[begin The records]

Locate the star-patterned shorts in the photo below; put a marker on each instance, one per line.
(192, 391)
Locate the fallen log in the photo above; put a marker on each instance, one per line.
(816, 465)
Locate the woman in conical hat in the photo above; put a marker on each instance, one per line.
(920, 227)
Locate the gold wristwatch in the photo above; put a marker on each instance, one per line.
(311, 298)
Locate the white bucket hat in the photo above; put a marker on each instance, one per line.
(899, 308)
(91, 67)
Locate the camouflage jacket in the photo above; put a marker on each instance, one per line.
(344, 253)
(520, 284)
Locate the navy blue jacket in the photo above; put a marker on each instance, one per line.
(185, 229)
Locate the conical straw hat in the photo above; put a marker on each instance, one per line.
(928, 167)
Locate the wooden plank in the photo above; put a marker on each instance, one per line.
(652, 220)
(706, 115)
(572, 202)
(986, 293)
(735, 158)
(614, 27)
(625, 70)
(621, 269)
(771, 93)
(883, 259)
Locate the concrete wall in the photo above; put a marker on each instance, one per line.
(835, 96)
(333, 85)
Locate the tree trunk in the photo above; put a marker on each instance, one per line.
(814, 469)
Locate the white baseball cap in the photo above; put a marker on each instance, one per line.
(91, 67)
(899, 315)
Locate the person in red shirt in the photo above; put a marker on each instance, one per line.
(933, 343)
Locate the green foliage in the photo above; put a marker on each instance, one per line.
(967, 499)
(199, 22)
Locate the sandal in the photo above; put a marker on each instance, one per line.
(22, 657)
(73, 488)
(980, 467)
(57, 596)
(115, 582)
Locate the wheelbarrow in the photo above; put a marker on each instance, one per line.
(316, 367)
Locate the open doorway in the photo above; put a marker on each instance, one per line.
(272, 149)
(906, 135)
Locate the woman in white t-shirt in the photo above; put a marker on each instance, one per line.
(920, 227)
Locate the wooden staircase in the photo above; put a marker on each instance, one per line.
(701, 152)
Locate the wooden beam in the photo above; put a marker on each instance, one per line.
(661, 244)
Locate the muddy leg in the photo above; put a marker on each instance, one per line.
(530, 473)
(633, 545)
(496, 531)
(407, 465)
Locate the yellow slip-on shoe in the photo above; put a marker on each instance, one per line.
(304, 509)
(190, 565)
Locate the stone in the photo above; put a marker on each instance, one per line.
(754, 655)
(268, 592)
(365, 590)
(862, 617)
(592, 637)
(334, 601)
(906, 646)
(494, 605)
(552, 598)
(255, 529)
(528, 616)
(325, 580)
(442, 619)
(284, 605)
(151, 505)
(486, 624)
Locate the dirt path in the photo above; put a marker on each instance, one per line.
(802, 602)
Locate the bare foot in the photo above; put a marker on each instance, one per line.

[end The records]

Exercise
Print the complete listing again, exactly as it stands.

Solution below
Locate the star-patterned shorts in the photo below; put a marker on each instance, one per line.
(192, 391)
Locate the fallen log in the photo above; put a marker on each instance, one per line.
(816, 465)
Locate the woman in conical hat in the photo above; put a marker on each instance, one per line.
(920, 227)
Locate the gold wristwatch in the photo above; put a marker on each instance, one per line.
(311, 298)
Locate the white bucket hat in the photo above; put a marker on each instance, one per line.
(899, 308)
(91, 67)
Locate the camouflage jacket in the photo above; put a marker on each instance, one per line.
(344, 253)
(520, 284)
Locate the navy blue jacket in the photo above; put a marker on each instance, one per line.
(185, 229)
Locate the conical straw hat in the photo above; put a marker on each instance, one per line.
(928, 167)
Locate the wooden plank in the photo above; put a marker on each instance, one per line.
(652, 220)
(706, 115)
(572, 202)
(986, 293)
(735, 158)
(614, 27)
(625, 70)
(621, 269)
(771, 93)
(883, 259)
Locate the concrete wall in the photo above; put a marker on each instance, one per line.
(835, 96)
(333, 85)
Locate the tree trunk in the photo above; put a marker on each instance, one per line.
(814, 469)
Locate the white baseball cap in the photo above; put a marker on each instance, one per line.
(91, 67)
(899, 315)
Locate the person in red shirt in the photo above; put a marker on each instance, one per line.
(933, 343)
Locate the green foliage in the photo above; put a marker on each instance, one per line.
(967, 499)
(199, 22)
Locate the sandal in the photo above; put a marker on each instance, one per line.
(22, 657)
(73, 488)
(980, 467)
(57, 596)
(115, 582)
Locate the wheelbarrow in the photo above; put a marker on each instance, one per line.
(316, 367)
Locate the open doorway in the photo above; put a marker on each instance, one per line.
(272, 149)
(906, 135)
Locate the woman in white t-shirt in the photo above; put a marker on each instance, one per line.
(920, 227)
Locate the wooden staircase in the photo above; put a marker on each instance, one per line.
(701, 152)
Locate the wooden beam in the photo above; put a marker on each instance, one per line.
(661, 244)
Locate the muddy leg in the photo above; put a marker on each instance, one per line.
(530, 473)
(633, 545)
(496, 531)
(407, 465)
Locate the yellow slip-on shoe in the photo above; put a marker on each instance, one per line.
(304, 509)
(190, 565)
Locate the stone in the photo above; put a marker on each instance, one per line.
(754, 655)
(268, 592)
(365, 590)
(862, 617)
(592, 637)
(334, 601)
(906, 646)
(494, 605)
(552, 598)
(255, 529)
(528, 616)
(325, 580)
(442, 619)
(284, 605)
(151, 505)
(486, 624)
Locate the dirt path in the photo above; put a marker on each instance, one per line.
(802, 602)
Locate the bare foot in the photo above; put a marker on each instance, one per line.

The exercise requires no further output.